- [Задание]: Отберите в записях ниже все строки со словом «linen» и перепишите их без изменений.

- [Исходные данные]:
▼
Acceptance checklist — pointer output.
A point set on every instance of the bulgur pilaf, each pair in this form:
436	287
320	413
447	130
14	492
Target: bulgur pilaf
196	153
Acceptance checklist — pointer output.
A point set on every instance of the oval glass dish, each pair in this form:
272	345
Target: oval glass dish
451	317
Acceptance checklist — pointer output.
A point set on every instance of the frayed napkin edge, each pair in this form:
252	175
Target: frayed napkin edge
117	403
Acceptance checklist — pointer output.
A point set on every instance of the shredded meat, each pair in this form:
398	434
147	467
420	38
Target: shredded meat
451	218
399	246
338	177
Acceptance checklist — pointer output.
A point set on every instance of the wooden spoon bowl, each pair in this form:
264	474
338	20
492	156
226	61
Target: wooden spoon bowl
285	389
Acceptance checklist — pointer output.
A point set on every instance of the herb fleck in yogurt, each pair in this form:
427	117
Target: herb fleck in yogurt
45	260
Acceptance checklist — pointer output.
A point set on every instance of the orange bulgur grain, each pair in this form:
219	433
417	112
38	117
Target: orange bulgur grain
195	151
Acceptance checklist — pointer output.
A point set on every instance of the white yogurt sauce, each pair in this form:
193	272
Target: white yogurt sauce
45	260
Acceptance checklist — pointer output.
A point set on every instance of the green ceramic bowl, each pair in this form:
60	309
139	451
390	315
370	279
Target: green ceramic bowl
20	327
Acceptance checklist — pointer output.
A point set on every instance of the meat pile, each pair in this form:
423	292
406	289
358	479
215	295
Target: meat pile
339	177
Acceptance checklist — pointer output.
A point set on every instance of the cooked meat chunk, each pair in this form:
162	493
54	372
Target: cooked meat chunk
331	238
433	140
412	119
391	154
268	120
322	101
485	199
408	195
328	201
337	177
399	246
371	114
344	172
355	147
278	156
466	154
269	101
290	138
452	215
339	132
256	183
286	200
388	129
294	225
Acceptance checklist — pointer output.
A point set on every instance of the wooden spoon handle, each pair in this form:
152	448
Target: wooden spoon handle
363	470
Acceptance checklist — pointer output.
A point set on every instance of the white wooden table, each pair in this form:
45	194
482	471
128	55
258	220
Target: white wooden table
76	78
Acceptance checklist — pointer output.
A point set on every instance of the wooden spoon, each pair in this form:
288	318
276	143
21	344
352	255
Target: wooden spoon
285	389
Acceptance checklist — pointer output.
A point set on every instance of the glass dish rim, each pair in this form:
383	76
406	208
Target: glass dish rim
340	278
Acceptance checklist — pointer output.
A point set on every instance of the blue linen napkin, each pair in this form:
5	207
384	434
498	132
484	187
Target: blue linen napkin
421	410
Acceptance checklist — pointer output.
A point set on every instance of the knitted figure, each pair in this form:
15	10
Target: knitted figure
▲
- [Результат выполнения]:
A point set on every instance of the blue linen napkin, each pair in this form:
Target: blue linen napkin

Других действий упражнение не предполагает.